*Problem to work on*:
Emit only the lines from the line containing "of the golden" through the last line of the entries, unchanged.
Data section: Begin
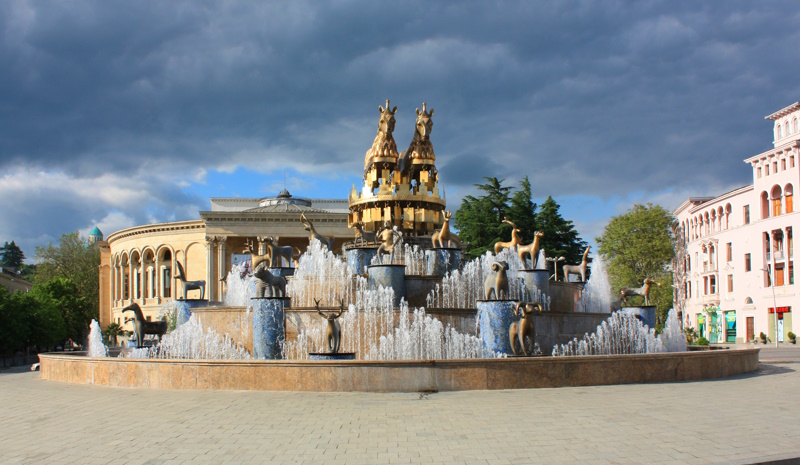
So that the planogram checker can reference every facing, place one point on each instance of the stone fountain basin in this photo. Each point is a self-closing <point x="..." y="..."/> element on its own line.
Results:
<point x="398" y="376"/>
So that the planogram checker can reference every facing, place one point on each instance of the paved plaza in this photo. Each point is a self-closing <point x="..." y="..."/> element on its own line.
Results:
<point x="744" y="419"/>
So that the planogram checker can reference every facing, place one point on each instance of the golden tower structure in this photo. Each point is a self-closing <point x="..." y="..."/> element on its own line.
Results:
<point x="401" y="189"/>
Data section: End
*Solution*:
So that the planogram checker can reference every facing, place one point on each instance of the golden tower structure in this photo. Each point is a self-closing <point x="..." y="..."/> element on its own line.
Results:
<point x="401" y="189"/>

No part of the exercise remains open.